• WHAT TO PRODUCE
Would you give the entries below again, precisely as they are written?

• MATERIAL FOR THIS TASK
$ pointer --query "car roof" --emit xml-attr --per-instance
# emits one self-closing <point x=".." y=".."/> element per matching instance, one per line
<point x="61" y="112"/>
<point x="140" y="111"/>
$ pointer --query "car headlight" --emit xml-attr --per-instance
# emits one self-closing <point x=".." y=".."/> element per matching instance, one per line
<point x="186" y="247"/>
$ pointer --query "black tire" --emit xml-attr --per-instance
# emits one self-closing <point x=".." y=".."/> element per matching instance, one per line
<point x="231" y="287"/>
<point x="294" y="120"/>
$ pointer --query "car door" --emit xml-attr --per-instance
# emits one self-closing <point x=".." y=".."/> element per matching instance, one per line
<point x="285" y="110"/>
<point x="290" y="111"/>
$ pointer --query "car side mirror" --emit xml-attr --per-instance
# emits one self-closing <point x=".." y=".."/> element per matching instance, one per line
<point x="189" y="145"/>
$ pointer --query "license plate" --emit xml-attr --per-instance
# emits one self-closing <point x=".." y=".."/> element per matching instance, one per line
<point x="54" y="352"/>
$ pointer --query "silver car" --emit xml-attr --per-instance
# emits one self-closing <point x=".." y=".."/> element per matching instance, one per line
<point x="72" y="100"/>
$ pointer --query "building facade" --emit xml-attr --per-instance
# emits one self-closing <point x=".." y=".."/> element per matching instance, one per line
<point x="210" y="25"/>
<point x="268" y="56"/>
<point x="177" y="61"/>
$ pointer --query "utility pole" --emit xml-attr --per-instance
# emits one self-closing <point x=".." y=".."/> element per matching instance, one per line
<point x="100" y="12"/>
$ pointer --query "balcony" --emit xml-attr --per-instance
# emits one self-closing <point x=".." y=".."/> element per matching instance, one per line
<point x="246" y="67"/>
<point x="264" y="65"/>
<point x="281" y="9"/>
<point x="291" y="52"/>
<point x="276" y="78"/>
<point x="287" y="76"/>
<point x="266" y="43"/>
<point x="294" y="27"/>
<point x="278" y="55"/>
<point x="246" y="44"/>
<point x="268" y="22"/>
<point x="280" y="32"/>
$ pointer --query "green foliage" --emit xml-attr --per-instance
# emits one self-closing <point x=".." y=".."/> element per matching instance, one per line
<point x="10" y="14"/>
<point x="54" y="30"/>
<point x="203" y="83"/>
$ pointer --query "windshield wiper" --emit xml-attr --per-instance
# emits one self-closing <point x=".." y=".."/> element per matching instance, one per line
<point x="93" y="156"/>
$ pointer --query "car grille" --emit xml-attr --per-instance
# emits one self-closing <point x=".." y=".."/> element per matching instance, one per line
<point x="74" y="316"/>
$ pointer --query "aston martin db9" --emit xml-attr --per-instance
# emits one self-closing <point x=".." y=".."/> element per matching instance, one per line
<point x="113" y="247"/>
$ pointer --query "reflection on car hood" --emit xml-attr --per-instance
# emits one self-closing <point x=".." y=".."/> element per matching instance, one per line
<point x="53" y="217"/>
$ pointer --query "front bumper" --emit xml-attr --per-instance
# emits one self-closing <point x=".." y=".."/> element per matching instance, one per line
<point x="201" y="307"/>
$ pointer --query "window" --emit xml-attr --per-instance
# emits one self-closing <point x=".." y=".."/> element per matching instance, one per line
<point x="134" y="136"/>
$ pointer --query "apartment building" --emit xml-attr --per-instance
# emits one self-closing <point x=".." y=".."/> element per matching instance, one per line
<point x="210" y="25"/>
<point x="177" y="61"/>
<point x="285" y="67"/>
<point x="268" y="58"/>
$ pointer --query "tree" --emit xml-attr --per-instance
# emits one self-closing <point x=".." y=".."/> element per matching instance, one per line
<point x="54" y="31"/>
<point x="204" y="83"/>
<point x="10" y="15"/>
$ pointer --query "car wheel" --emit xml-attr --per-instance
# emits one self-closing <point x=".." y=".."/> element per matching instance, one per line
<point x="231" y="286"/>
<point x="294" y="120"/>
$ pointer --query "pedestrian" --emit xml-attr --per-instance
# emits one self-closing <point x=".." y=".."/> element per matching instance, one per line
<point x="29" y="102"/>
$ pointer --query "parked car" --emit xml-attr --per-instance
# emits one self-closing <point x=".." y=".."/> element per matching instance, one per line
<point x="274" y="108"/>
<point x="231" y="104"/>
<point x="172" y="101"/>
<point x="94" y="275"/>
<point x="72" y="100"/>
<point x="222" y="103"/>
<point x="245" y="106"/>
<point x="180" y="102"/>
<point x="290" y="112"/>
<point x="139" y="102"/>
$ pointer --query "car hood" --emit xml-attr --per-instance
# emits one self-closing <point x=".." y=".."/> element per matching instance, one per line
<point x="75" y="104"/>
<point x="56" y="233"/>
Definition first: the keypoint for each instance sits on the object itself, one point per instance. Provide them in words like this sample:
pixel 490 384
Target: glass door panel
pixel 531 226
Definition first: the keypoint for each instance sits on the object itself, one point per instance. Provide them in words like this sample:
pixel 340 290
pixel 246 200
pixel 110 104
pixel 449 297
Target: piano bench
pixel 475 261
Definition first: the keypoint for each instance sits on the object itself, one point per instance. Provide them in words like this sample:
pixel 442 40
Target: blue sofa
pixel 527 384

• ANSWER TO THIS PROBLEM
$ pointer --query "car roof" --emit xml-attr --per-instance
# emits one self-closing <point x=".." y=".."/> element per matching instance, one per line
<point x="61" y="112"/>
<point x="140" y="111"/>
$ pointer --query "car headlight" --emit xml-attr --per-instance
# emits one self-closing <point x=".." y=".."/> element per matching instance, one per line
<point x="186" y="247"/>
$ pointer --query "black tire" --emit xml-attr --per-instance
# emits one self-closing <point x=".." y=".."/> element per matching instance, one per line
<point x="231" y="287"/>
<point x="294" y="120"/>
$ pointer --query "car door" --emit xml-attr --per-instance
# emits one self-closing <point x=".." y=".."/> element per matching instance, one per line
<point x="285" y="110"/>
<point x="290" y="111"/>
$ pointer --query "car side mirror" --emit xml-attr --per-instance
# emits one self-closing <point x=".." y=".."/> element per matching instance, one per line
<point x="189" y="145"/>
$ pointer --query "license plate" --emit xml-attr --per-instance
# emits one self-closing <point x=".." y=".."/> element per matching instance, one per line
<point x="54" y="352"/>
$ pointer --query "silver car" --emit xml-attr --per-instance
# emits one self-closing <point x=".." y=".."/> element per matching instance, one per line
<point x="72" y="100"/>
$ pointer --query "building facade" --emit xml-attr --per-instance
# emits one self-closing <point x=".." y=".."/> element per matching instance, one per line
<point x="210" y="25"/>
<point x="268" y="56"/>
<point x="177" y="61"/>
$ pointer --query "utility pole" --emit xml-attr --per-instance
# emits one self-closing <point x=".." y=".."/> element per matching instance, one per line
<point x="100" y="12"/>
$ pointer --query "balcony" --emit xml-attr --per-instance
# emits one self-closing <point x=".." y=".."/> element per matching instance, one per line
<point x="246" y="67"/>
<point x="264" y="65"/>
<point x="281" y="9"/>
<point x="291" y="52"/>
<point x="276" y="78"/>
<point x="287" y="76"/>
<point x="266" y="43"/>
<point x="294" y="27"/>
<point x="278" y="55"/>
<point x="246" y="44"/>
<point x="268" y="22"/>
<point x="280" y="32"/>
$ pointer --query "green foliage" --emit xml-attr --per-instance
# emits one self-closing <point x=".." y=".."/> element per matching instance, one per line
<point x="10" y="14"/>
<point x="54" y="30"/>
<point x="203" y="83"/>
$ pointer --query "windshield wiper" --emit xml-attr --per-instance
# emits one self-closing <point x=".." y=".."/> element per matching instance, one per line
<point x="93" y="156"/>
$ pointer --query "car grille" --emit xml-attr --per-instance
# emits one self-closing <point x=".." y=".."/> element per matching instance, one per line
<point x="74" y="316"/>
$ pointer --query "aston martin db9" --emit xml-attr --per-instance
# emits one self-closing <point x=".." y=".."/> element per matching instance, one per line
<point x="113" y="247"/>
$ pointer --query "reflection on car hood" --emit xml-attr --per-instance
# emits one self-closing <point x=".." y=".."/> element per matching instance, one per line
<point x="53" y="217"/>
$ pointer --query "front bumper" --emit xml-attr --per-instance
# emits one self-closing <point x=".." y=".."/> element per matching instance, one per line
<point x="201" y="307"/>
$ pointer --query "window" --emit xml-attr --per-instance
# emits one self-closing <point x=".." y=".."/> element per matching instance, one per line
<point x="134" y="136"/>
$ pointer --query "apartment building" --emit xml-attr --per-instance
# emits one self-closing <point x=".." y=".."/> element per matching instance, one per line
<point x="210" y="25"/>
<point x="177" y="61"/>
<point x="285" y="67"/>
<point x="268" y="58"/>
$ pointer --query "tree" --emit xml-attr --per-instance
# emits one self-closing <point x=".." y=".."/> element per matching instance, one per line
<point x="54" y="31"/>
<point x="204" y="83"/>
<point x="10" y="15"/>
$ pointer --query "car wheel" --emit xml-attr --per-instance
# emits one self-closing <point x=".." y=".."/> element per matching instance, one per line
<point x="231" y="286"/>
<point x="294" y="120"/>
$ pointer --query "pedestrian" --emit xml-attr --per-instance
# emits one self-closing <point x=".." y=".."/> element per matching instance, one per line
<point x="29" y="102"/>
$ pointer --query "parked car" --emit xml-attr --per-instance
# emits one self-closing <point x=".." y=".."/> element per matching instance, one per line
<point x="274" y="108"/>
<point x="231" y="104"/>
<point x="172" y="101"/>
<point x="94" y="275"/>
<point x="72" y="100"/>
<point x="222" y="103"/>
<point x="245" y="106"/>
<point x="180" y="102"/>
<point x="290" y="112"/>
<point x="139" y="102"/>
$ pointer --query "car hood" --emit xml-attr --per-instance
# emits one self-closing <point x=".." y=".."/> element per matching instance, one per line
<point x="75" y="104"/>
<point x="56" y="233"/>
Definition first: the keypoint for each instance sits on the object itself, one point per instance. Provide them in words like this sample:
pixel 490 384
Target: glass door panel
pixel 531 226
Definition first: the keypoint for each instance sits on the object itself, one point per instance. Provide them in words like this sample:
pixel 340 290
pixel 246 200
pixel 110 104
pixel 449 297
Target: piano bench
pixel 475 261
Definition first: the keypoint for each instance sits on the object itself, one point per instance. Provide them in words like this sample:
pixel 442 40
Target: blue sofa
pixel 527 384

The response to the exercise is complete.